(Excerpts from a dataset)
================================
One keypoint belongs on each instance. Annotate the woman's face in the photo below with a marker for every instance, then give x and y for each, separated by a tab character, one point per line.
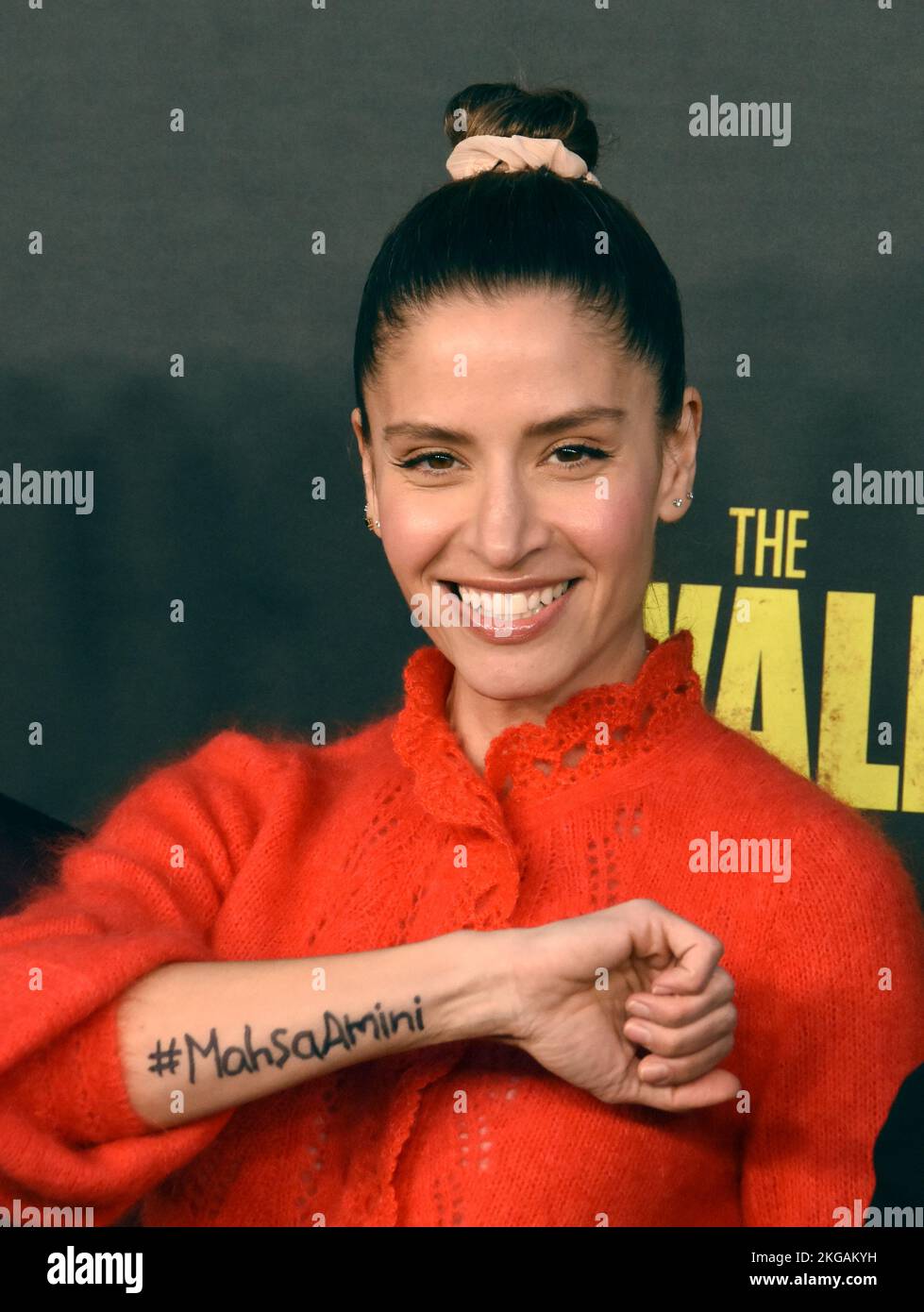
484	475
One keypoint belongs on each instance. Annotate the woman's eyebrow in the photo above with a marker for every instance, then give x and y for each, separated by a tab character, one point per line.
543	428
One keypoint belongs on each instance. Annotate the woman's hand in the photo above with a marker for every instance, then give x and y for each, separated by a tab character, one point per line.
577	983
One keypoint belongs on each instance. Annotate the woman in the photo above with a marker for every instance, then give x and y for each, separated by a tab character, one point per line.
461	968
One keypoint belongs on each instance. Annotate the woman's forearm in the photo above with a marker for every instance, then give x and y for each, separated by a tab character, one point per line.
197	1038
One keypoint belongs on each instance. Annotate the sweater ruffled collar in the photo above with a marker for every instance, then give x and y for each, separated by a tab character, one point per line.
611	722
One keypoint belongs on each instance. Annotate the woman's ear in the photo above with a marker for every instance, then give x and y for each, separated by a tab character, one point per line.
679	460
366	461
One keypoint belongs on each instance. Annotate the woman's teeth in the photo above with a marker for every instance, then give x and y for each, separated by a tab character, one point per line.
512	602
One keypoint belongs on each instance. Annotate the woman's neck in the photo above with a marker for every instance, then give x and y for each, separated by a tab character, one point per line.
477	719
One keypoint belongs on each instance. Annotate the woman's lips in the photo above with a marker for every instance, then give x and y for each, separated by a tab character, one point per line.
508	629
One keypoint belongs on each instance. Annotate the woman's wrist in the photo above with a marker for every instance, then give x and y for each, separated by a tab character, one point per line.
477	995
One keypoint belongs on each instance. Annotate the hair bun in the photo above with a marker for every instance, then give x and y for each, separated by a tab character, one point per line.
504	109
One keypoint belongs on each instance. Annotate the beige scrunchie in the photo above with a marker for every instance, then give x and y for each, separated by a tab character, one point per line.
476	154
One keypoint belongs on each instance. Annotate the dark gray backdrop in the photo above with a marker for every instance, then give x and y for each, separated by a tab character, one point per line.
301	118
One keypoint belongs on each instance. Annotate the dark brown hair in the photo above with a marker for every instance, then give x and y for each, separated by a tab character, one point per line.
496	229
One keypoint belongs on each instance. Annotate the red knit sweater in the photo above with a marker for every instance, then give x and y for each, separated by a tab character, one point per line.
296	850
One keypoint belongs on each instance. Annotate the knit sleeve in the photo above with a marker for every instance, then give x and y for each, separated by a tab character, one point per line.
138	894
837	1029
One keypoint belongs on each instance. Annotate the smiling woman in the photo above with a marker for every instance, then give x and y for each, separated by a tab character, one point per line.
476	925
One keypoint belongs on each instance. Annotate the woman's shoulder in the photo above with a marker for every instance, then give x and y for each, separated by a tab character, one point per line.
773	797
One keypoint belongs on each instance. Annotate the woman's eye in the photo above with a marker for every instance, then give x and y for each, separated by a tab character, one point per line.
584	456
415	461
587	453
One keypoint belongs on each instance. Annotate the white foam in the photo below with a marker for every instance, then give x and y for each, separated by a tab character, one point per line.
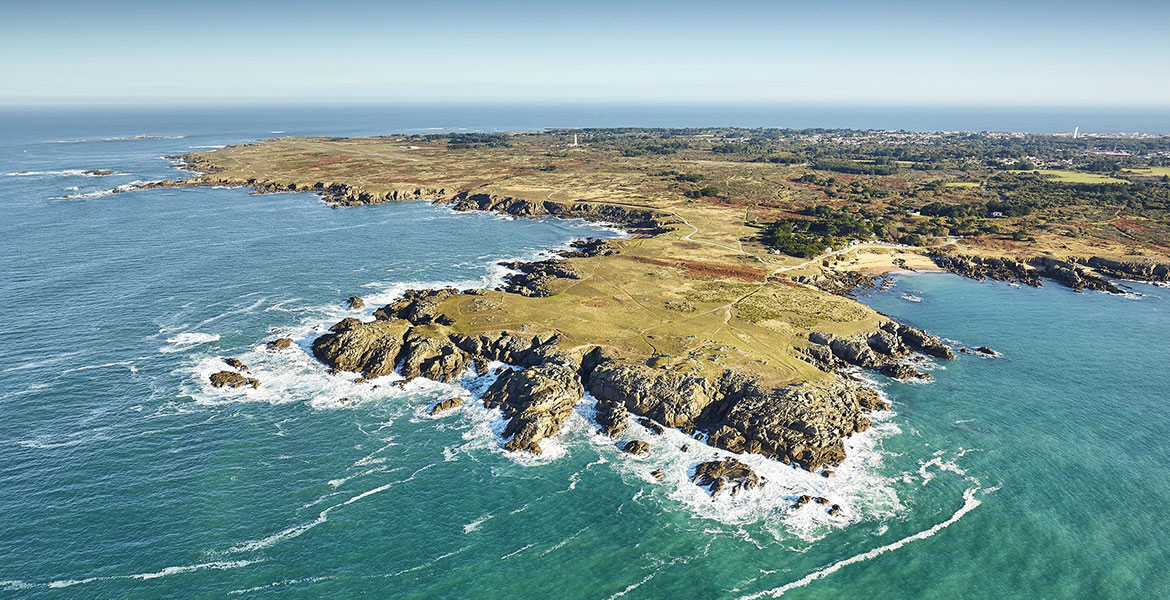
140	136
857	485
323	516
219	565
185	340
63	172
506	557
969	503
475	524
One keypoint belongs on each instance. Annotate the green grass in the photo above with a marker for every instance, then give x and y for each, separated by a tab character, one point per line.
1076	177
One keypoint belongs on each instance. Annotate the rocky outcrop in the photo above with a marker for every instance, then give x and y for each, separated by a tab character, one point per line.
417	307
446	405
805	423
280	344
1032	270
536	401
592	247
432	354
370	349
1072	275
840	282
637	448
534	278
885	350
644	221
674	400
919	339
612	416
981	268
232	379
728	474
234	363
1136	270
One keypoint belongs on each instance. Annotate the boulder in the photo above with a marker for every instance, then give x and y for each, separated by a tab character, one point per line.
235	363
725	474
232	379
672	399
370	349
446	405
612	418
654	428
637	447
536	401
280	344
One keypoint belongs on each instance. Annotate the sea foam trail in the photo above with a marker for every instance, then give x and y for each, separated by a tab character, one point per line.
323	516
219	565
969	503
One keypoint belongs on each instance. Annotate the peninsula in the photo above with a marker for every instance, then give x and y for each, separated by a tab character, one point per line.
727	312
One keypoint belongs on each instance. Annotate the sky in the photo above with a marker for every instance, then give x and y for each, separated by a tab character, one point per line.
906	53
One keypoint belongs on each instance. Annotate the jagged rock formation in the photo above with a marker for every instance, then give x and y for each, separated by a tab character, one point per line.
727	474
841	283
232	379
803	425
280	344
536	401
234	363
1031	271
446	405
534	277
1136	270
592	247
612	416
885	350
637	448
================================
**What you are asked to do**
Your answer must be an exact copy of the records, with every picture left out.

**Solution for this task**
One keypoint belongs on each instance. Annotate the woman's face in the photo below with a marker for every instance, then give x and y for each, separated by a tab character, one point per line.
484	475
One keypoint belongs on each instance. Annotate the woman's eyebrow in the photo above with a marker for every instance, then give x and y for each, separated by a tab character, one point per line.
543	428
One keypoint belongs on each instance. Annotate the woman's hand in the photo above with a marker for every instance, then give x and y for each, separated by a tab character, one point per line.
577	983
One keypoint belongs on each instance. Annotate the woman in the photo above with a marker for every instance, then give x and y for each, separated by a tab character, one point per line.
461	968
One keypoint belongs on each instance. Annotate the woman's forearm in the photo above with a marker for every instance, then give x and y for each, separated by a tab character, one point per line.
197	1038
One keypoint belongs on each instance. Annotate the sweater ruffled collar in the photo above with a marker for every instance, then give x and y for each, separated by a tab character, one point per line.
611	722
One keypoint belongs on each instance. Annotate the woman's ear in the photo above with a marker for every instance, then give x and y for each, separated by a tab character, one point per line.
679	460
366	461
One keypoint belongs on each instance. Annotate the woman's teeth in the photo above with a marker for every instance, then give x and y for each, separated by a tab character, one point per line.
512	602
One keypoint belongs on each instance. Annotate the woman's neck in the photo above with a marker for every instance, then give x and y for each, separated by a tab character, one point per line.
477	719
One keypoint belongs on each instance. Annotate the woman's lips in the photo above with a marker for every instance, then give x and y for each, separated by a tab character, one point per line.
508	629
One keypoint belongs on each instance. Annotate the woman's wrist in the photo above with a marker for every instance, then give x and y for each, separated by a tab character, one point per line.
477	995
One keypoint belongs on each instance. Annotate the hair bun in the photo above with a marker for every instance, then give x and y for each, separated by a tab character, one point per line.
504	109
One keypoint belongs on each instance. Annotate the beige scrunchie in the photo above with a marker for every instance, then give x and y for each, separated by a tab character, one point per line.
476	154
One keypoint belongs on each instance. Annotate the dark gray backdrop in the photo above with a marker for every instance, then give x and y for each, separated by a tab character, one point per line.
301	118
One keypoint belongs on each instance. Annotate the dark brown hair in the photo above with a marker for every instance, then give x and y for each, separated by a tab character, one point per line.
496	229
One keypoint belongs on each instance. Annotate the red knit sweater in the photo above with a marker for every instance, then give x and y for each, separated by a tab character, one point per line.
296	850
One keypoint belongs on each instance. Annotate the knit sleeve in the photo above with a marker for every instance, then give x and y for each, separated by a tab character, one point per line.
138	894
837	1029
One keypoint belongs on each instance. Annotate the smiling woman in the photo above with a marker for every instance, then give x and y for each, separated by a tab character, one point per line.
476	925
One keypoint belongs on each instance. Annotate the woman's shoulder in the photo above with a marker for every instance, then give x and y for each, separated by a tab character, one point per line.
773	797
One keypoint belongs on each instance. Annotate the woman's eye in the photo above with a marker for every instance, then give x and y for each, separated by a tab character, one point per line.
584	456
415	461
587	453
One keypoint belongs on each instance. Annotate the white foam in the photo below with a marker for every instance, then give x and y for each, separated by a tab character, one point per line.
140	136
857	485
323	516
219	565
185	340
63	172
506	557
969	503
475	524
One keypoint belongs on each instance. Annotate the green grass in the photo above with a marker for every instance, then give x and y for each, separated by a tab character, one point per line.
1076	177
One keypoint belongs on each instance. Annotate the rocky outcrop in the photo above with a marker for every instance, then give x and y for each, separated by a tab character, one point per line.
417	307
446	405
805	423
280	344
1032	270
536	401
592	247
432	354
370	349
1072	275
840	282
637	448
534	278
885	350
644	221
674	400
919	339
612	416
981	268
232	379
728	474
234	363
1136	270
One keypoint belongs on each instance. Annotate the boulder in the photo above with a marker for every instance, then give x and y for each, separated by a tab character, one point per line.
235	363
725	474
232	379
672	399
370	349
446	405
612	418
654	428
637	447
536	401
280	344
One keypoint belongs on each instance. Annotate the sea foam trail in the photo above with a marker for every instance, then give x and y for each, separated by a tab character, one point per line.
323	516
219	565
969	503
One keypoint belongs on each instance. Annotate the peninsula in the photo above with a marker for every instance, then give x and y for each, separated by a tab character, one point per line.
727	312
One keypoint belongs on each instance. Annotate the sky in the photo above with a marker for every instance, then give x and y for each, separated by a tab character, one point per line.
906	53
One keypoint belongs on each instance. Annotate the jagged rock formation in the photo above with a marker for every instance, then give x and y for each, separated by a tab character, one point per line.
727	474
841	283
232	379
803	425
280	344
536	401
234	363
1031	271
446	405
534	277
1136	270
592	247
612	416
885	350
637	448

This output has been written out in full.